#### [WHAT YOU HAVE TO DO]
Reproduce the listing below word for word, from its first line up to and including the line that contains "44], [5, 48]]".

[START TASK MATERIAL]

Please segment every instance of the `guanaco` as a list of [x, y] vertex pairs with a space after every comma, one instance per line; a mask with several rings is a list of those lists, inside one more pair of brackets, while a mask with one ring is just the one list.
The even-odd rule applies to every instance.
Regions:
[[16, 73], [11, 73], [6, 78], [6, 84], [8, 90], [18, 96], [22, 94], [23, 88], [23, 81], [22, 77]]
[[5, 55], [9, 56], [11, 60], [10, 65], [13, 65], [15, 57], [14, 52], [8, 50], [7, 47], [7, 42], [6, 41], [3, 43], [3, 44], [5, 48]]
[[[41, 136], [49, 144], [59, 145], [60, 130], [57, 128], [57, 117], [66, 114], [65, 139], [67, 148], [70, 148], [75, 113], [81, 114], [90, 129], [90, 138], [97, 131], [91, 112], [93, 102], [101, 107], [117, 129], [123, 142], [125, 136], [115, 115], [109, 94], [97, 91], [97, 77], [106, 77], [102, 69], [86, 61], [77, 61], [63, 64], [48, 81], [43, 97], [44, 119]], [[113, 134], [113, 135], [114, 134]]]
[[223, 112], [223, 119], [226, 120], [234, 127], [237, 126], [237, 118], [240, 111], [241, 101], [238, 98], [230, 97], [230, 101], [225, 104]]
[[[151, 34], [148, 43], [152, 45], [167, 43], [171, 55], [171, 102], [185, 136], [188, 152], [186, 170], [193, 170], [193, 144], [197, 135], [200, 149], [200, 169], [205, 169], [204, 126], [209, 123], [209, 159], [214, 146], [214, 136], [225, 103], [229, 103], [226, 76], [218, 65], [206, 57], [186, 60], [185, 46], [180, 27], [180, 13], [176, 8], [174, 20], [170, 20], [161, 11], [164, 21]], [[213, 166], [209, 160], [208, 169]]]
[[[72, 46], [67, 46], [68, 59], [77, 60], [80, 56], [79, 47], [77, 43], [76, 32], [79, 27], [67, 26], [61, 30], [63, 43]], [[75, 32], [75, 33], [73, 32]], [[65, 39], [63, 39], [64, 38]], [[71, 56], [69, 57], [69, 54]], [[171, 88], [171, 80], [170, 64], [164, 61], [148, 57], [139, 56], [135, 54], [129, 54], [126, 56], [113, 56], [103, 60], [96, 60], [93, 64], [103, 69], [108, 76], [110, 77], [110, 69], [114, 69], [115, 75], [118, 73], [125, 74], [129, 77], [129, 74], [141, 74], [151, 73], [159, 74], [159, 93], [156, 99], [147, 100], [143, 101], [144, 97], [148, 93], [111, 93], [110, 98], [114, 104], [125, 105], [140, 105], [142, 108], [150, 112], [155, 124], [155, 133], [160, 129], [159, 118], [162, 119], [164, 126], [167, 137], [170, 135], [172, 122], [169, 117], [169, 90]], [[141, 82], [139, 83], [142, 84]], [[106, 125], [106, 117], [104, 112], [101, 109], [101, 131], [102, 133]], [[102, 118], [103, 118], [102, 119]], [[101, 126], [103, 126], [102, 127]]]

[END TASK MATERIAL]

#### [FULL OUTPUT]
Please segment every instance of the `guanaco` as a list of [x, y] vertex pairs with a space after every comma, one instance per line; a mask with several rings is a list of those lists, inside one more pair of brackets, while a mask with one ring is just the one list.
The even-odd rule applies to every instance.
Regions:
[[16, 73], [11, 73], [6, 78], [6, 84], [8, 90], [18, 96], [22, 94], [23, 88], [23, 81], [22, 77]]
[[5, 55], [9, 56], [11, 60], [10, 65], [13, 65], [15, 57], [14, 52], [8, 50], [7, 47], [7, 42], [6, 41], [3, 43], [3, 44], [5, 48]]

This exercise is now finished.